— start —

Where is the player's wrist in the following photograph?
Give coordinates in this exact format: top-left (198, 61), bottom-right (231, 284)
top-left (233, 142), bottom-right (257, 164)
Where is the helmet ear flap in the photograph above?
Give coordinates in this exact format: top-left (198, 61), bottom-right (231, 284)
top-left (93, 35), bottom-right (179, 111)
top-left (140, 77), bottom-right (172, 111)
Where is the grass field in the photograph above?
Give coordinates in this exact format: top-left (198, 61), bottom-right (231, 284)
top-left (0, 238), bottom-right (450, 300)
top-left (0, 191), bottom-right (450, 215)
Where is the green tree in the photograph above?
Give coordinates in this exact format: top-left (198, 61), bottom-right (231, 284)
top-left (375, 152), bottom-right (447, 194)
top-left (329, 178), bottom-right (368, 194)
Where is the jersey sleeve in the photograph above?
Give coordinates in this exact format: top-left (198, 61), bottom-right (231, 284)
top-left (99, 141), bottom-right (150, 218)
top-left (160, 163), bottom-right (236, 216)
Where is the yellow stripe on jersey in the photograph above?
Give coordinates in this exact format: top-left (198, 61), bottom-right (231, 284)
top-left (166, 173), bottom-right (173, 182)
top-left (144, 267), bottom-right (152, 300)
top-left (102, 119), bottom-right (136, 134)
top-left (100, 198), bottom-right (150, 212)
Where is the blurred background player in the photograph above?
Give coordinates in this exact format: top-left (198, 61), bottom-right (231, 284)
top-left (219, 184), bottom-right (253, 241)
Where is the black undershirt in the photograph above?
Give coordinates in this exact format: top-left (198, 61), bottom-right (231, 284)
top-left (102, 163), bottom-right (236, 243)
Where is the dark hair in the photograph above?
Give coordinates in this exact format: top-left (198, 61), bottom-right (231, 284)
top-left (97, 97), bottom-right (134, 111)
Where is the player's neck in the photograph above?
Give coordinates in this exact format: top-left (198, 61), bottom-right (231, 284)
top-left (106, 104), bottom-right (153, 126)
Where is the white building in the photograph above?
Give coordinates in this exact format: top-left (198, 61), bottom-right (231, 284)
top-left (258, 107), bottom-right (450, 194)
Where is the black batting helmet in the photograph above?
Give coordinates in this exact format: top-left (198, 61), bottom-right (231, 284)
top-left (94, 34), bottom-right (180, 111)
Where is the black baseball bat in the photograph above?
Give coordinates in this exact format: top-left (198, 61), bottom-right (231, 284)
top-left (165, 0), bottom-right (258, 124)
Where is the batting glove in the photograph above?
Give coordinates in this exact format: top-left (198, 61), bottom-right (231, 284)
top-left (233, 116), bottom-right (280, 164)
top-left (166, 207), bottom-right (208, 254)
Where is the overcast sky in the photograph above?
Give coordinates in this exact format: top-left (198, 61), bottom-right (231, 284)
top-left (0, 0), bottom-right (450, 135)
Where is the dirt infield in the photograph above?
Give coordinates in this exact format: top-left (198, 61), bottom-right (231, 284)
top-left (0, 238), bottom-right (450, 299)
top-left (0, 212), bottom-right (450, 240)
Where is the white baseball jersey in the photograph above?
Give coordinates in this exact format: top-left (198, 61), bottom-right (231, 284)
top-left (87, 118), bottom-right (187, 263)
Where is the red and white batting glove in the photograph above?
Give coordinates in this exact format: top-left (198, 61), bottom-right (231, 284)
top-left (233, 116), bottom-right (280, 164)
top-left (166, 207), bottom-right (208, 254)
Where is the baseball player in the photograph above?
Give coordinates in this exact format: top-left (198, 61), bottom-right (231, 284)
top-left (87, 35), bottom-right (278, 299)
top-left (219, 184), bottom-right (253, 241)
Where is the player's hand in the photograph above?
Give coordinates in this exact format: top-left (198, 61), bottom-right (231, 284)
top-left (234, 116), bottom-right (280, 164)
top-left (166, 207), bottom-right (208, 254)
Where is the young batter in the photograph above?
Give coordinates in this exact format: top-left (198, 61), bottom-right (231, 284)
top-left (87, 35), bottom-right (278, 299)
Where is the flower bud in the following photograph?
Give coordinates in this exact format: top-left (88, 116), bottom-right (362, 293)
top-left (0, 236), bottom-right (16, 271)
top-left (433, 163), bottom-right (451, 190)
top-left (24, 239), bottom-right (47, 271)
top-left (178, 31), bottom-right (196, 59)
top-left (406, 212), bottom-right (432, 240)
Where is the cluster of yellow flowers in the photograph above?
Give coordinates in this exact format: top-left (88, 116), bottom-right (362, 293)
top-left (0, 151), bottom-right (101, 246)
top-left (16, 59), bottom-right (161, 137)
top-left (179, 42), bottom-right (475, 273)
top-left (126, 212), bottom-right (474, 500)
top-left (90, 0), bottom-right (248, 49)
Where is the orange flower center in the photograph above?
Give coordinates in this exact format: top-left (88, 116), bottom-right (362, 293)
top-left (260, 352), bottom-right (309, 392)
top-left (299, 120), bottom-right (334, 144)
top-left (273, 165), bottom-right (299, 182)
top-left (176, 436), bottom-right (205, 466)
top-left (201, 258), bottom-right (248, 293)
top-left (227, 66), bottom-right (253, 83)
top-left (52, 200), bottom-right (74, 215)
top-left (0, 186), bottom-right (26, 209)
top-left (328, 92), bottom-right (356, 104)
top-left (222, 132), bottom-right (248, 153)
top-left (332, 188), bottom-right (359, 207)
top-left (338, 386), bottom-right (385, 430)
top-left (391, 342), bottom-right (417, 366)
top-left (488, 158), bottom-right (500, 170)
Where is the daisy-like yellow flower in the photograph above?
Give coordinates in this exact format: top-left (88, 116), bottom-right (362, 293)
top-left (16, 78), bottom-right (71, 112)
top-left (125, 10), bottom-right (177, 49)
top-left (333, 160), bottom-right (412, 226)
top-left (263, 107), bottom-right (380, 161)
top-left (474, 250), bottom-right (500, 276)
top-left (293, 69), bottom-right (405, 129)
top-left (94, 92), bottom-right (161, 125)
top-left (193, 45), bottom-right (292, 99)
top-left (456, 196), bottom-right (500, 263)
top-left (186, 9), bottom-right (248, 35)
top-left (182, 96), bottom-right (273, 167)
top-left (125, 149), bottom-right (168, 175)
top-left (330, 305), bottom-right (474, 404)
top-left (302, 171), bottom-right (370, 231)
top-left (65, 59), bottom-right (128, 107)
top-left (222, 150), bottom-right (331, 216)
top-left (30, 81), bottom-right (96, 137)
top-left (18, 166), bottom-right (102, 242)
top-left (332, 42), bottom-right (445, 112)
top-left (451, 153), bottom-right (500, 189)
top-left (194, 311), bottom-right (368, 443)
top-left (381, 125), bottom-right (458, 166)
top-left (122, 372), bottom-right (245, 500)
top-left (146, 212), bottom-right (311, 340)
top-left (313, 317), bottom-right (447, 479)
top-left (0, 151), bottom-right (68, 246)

— end —

GIVEN TASK: Please present every line of the records above as a Markdown table with two columns, Row for the row number and Line for the line itself, leaving out any blank lines.

EXERCISE RESULT:
| Row | Line |
|---|---|
| 1 | Where is the player's wrist in the following photograph? |
| 2 | Give coordinates in this exact format: top-left (198, 61), bottom-right (231, 284) |
| 3 | top-left (233, 142), bottom-right (257, 164) |
| 4 | Where is the helmet ear flap in the photograph above? |
| 5 | Give coordinates in this exact format: top-left (198, 61), bottom-right (231, 284) |
| 6 | top-left (93, 35), bottom-right (179, 111) |
| 7 | top-left (140, 77), bottom-right (172, 111) |
| 8 | Where is the grass field in the photograph above? |
| 9 | Give coordinates in this exact format: top-left (198, 61), bottom-right (231, 284) |
| 10 | top-left (0, 238), bottom-right (450, 300) |
| 11 | top-left (0, 191), bottom-right (450, 215) |
| 12 | Where is the green tree in the photograph above? |
| 13 | Give coordinates in this exact format: top-left (198, 61), bottom-right (231, 284) |
| 14 | top-left (375, 152), bottom-right (447, 194) |
| 15 | top-left (329, 178), bottom-right (368, 194) |
| 16 | Where is the jersey sleeve in the photograph above? |
| 17 | Give coordinates in this exact format: top-left (198, 61), bottom-right (231, 284) |
| 18 | top-left (99, 141), bottom-right (150, 218) |
| 19 | top-left (160, 163), bottom-right (236, 216) |
| 20 | Where is the yellow stripe on jersey in the photograph above? |
| 21 | Give coordinates in this exact format: top-left (198, 61), bottom-right (231, 284) |
| 22 | top-left (166, 173), bottom-right (173, 182) |
| 23 | top-left (144, 267), bottom-right (152, 300) |
| 24 | top-left (102, 119), bottom-right (136, 134) |
| 25 | top-left (100, 198), bottom-right (150, 212) |
| 26 | Where is the blurred background player in the photograph above? |
| 27 | Give coordinates in this exact format: top-left (198, 61), bottom-right (231, 284) |
| 28 | top-left (219, 184), bottom-right (253, 241) |
| 29 | Where is the black undershirt in the photograph above? |
| 30 | Give coordinates in this exact format: top-left (198, 61), bottom-right (231, 284) |
| 31 | top-left (102, 163), bottom-right (236, 243) |
| 32 | Where is the dark hair in the photograph above? |
| 33 | Give coordinates in this exact format: top-left (198, 61), bottom-right (231, 284) |
| 34 | top-left (97, 97), bottom-right (134, 111) |
| 35 | Where is the player's neck in the photograph above? |
| 36 | Give coordinates in this exact format: top-left (198, 61), bottom-right (231, 284) |
| 37 | top-left (106, 104), bottom-right (153, 126) |
| 38 | Where is the white building in the photograph above? |
| 39 | Give coordinates in this exact format: top-left (198, 61), bottom-right (231, 284) |
| 40 | top-left (258, 107), bottom-right (450, 194) |
| 41 | Where is the black batting helmet in the photograph above? |
| 42 | Give coordinates in this exact format: top-left (198, 61), bottom-right (231, 284) |
| 43 | top-left (94, 34), bottom-right (180, 111) |
| 44 | Where is the black baseball bat in the photograph above? |
| 45 | Give coordinates in this exact format: top-left (198, 61), bottom-right (231, 284) |
| 46 | top-left (165, 0), bottom-right (258, 124) |
| 47 | Where is the batting glove in the photograph above? |
| 48 | Give coordinates in this exact format: top-left (198, 61), bottom-right (231, 284) |
| 49 | top-left (233, 116), bottom-right (280, 164) |
| 50 | top-left (166, 207), bottom-right (208, 254) |
| 51 | Where is the overcast sky in the photograph above? |
| 52 | Give coordinates in this exact format: top-left (198, 61), bottom-right (231, 284) |
| 53 | top-left (0, 0), bottom-right (450, 135) |
| 54 | Where is the dirt infield in the photograph above? |
| 55 | Give coordinates in this exact format: top-left (198, 61), bottom-right (231, 284) |
| 56 | top-left (0, 238), bottom-right (450, 299) |
| 57 | top-left (0, 212), bottom-right (450, 240) |
| 58 | Where is the white baseball jersey in the photograph above? |
| 59 | Give coordinates in this exact format: top-left (198, 61), bottom-right (231, 284) |
| 60 | top-left (87, 118), bottom-right (187, 263) |
| 61 | Where is the red and white batting glove in the photograph above? |
| 62 | Give coordinates in this exact format: top-left (198, 61), bottom-right (231, 284) |
| 63 | top-left (233, 116), bottom-right (280, 164) |
| 64 | top-left (166, 207), bottom-right (208, 254) |
| 65 | Where is the baseball player in the photograph above? |
| 66 | Give coordinates in this exact format: top-left (198, 61), bottom-right (231, 284) |
| 67 | top-left (87, 35), bottom-right (278, 299) |
| 68 | top-left (219, 184), bottom-right (253, 241) |
| 69 | Where is the player's hand in the photograph above? |
| 70 | Give coordinates in this exact format: top-left (198, 61), bottom-right (231, 284) |
| 71 | top-left (234, 116), bottom-right (280, 164) |
| 72 | top-left (166, 207), bottom-right (208, 254) |
| 73 | Where is the young batter in the photograph above? |
| 74 | Give coordinates in this exact format: top-left (198, 61), bottom-right (231, 284) |
| 75 | top-left (87, 35), bottom-right (278, 299) |
| 76 | Where is the flower bud in the following photograph? |
| 77 | Give coordinates in this exact format: top-left (88, 116), bottom-right (362, 293) |
| 78 | top-left (0, 236), bottom-right (16, 271) |
| 79 | top-left (433, 163), bottom-right (451, 190) |
| 80 | top-left (24, 239), bottom-right (47, 271) |
| 81 | top-left (178, 31), bottom-right (196, 59) |
| 82 | top-left (406, 212), bottom-right (432, 240) |
| 83 | Where is the cluster of yellow flowers in the photograph above? |
| 84 | Give coordinates in this exact format: top-left (88, 116), bottom-right (362, 293) |
| 85 | top-left (0, 151), bottom-right (101, 246) |
| 86 | top-left (16, 59), bottom-right (161, 137) |
| 87 | top-left (179, 42), bottom-right (475, 273) |
| 88 | top-left (126, 212), bottom-right (474, 500) |
| 89 | top-left (90, 0), bottom-right (248, 49) |
| 90 | Where is the orange flower center in the photograph above? |
| 91 | Give coordinates in this exact format: top-left (88, 116), bottom-right (362, 293) |
| 92 | top-left (260, 352), bottom-right (309, 392) |
| 93 | top-left (299, 120), bottom-right (334, 144) |
| 94 | top-left (273, 165), bottom-right (299, 182) |
| 95 | top-left (176, 436), bottom-right (205, 466) |
| 96 | top-left (201, 258), bottom-right (248, 293) |
| 97 | top-left (227, 66), bottom-right (253, 83) |
| 98 | top-left (52, 200), bottom-right (74, 215) |
| 99 | top-left (0, 186), bottom-right (26, 209) |
| 100 | top-left (328, 92), bottom-right (356, 104) |
| 101 | top-left (222, 132), bottom-right (248, 153) |
| 102 | top-left (332, 188), bottom-right (359, 207) |
| 103 | top-left (338, 386), bottom-right (385, 430) |
| 104 | top-left (391, 342), bottom-right (417, 366) |
| 105 | top-left (488, 158), bottom-right (500, 170) |
| 106 | Where is the daisy-like yellow flower in the photograph above? |
| 107 | Give coordinates in this exact format: top-left (88, 116), bottom-right (362, 293) |
| 108 | top-left (16, 78), bottom-right (71, 112) |
| 109 | top-left (125, 10), bottom-right (177, 49) |
| 110 | top-left (333, 160), bottom-right (412, 226) |
| 111 | top-left (263, 107), bottom-right (380, 161) |
| 112 | top-left (474, 250), bottom-right (500, 276) |
| 113 | top-left (293, 69), bottom-right (405, 129) |
| 114 | top-left (94, 92), bottom-right (161, 125) |
| 115 | top-left (193, 45), bottom-right (292, 99) |
| 116 | top-left (456, 196), bottom-right (500, 263) |
| 117 | top-left (186, 9), bottom-right (248, 35) |
| 118 | top-left (182, 96), bottom-right (273, 167) |
| 119 | top-left (125, 149), bottom-right (168, 175) |
| 120 | top-left (330, 305), bottom-right (474, 404) |
| 121 | top-left (302, 171), bottom-right (370, 231) |
| 122 | top-left (65, 59), bottom-right (128, 107) |
| 123 | top-left (222, 150), bottom-right (331, 216) |
| 124 | top-left (30, 81), bottom-right (96, 137) |
| 125 | top-left (18, 166), bottom-right (102, 242) |
| 126 | top-left (332, 42), bottom-right (445, 112) |
| 127 | top-left (451, 153), bottom-right (500, 189) |
| 128 | top-left (194, 311), bottom-right (368, 443) |
| 129 | top-left (381, 125), bottom-right (458, 166) |
| 130 | top-left (122, 372), bottom-right (245, 500) |
| 131 | top-left (146, 212), bottom-right (311, 340) |
| 132 | top-left (313, 317), bottom-right (447, 479) |
| 133 | top-left (0, 151), bottom-right (68, 246) |